[Source extract Boundary: Start]

Tuesday, 23 July 2013

What can a science PhD do?

Polish version of this post soon to be done. I’m exhausted.

In time of worldwide crisis, an increasing amount of people turns to PhD studies. Some do it for practical reasons: work is hard to find, PhDs get some money - little but still; pretty much everybody has a MSc right now, so PhD is at least some distinction. Others want to derive sheer intellectual satisfaction from it, and there are also some noble souls fired up with Science. There is a caveat however. From what I’ve heard, some employers think that PhD studies are just another step in education; what I mean is: they think that PhD studies consist of slacking, drinking, having social life, and developing their intellectual potential, ie. not working. This is not true. While we can certainly include some of these in a doctorate student life, a typical day of a molecular biology PhD candidate consists of pipetting, drinking coffee and performing a lot of routine, long and demanding experiments that fail 90% of the time. Until they start to work. Then you analyze data and move to another one, that is still not working.

Because not all employers read “PhD comics”, for their convenience I will give an exemplary short list of skills that a life science graduate must develop in order to survive.

- focus and attention to detail. An example: try to pipette a reaction mix into 96-well plate while listening to the sound of impact drills on another side of the building.

- fortitude: run an experiment that demands moving your equipment three times across the institute and ends up in the cold room for an hour. Sustain yourself with candy bars and coffee when there’s no time for lunch. Tame a mouse and let it pee all over your lab coat.

[Source extract Boundary: End]

*Tasks to carry out*
a - Decide whether each statement agrees with the post on what a science PhD can do. Answer yes or no for each and quote the deciding words. (i) The experiments in a molecular biology PhD candidate's day fail most of the time. (ii) A Polish version of the post is already available. (iii) The fortitude example involves taming a rat.
b - Retype part of the post on what a science PhD can do. Begin at the words "Because not all" and stop after "order to survive.".
Answer from the text alone.

[Material provided Boundary: Start]

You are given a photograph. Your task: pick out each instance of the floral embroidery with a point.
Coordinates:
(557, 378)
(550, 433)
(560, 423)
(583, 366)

[Material provided Boundary: End]

*Solutions per task*
a -
(i) Yes: "long and demanding experiments that fail 90% of the time"
(ii) No: "Polish version of this post soon to be done."
(iii) No: "Tame a mouse and let it pee all over your lab coat."

b -
Because not all employers read “PhD comics”, for their convenience I will give an exemplary short list of skills that a life science graduate must develop in order to survive.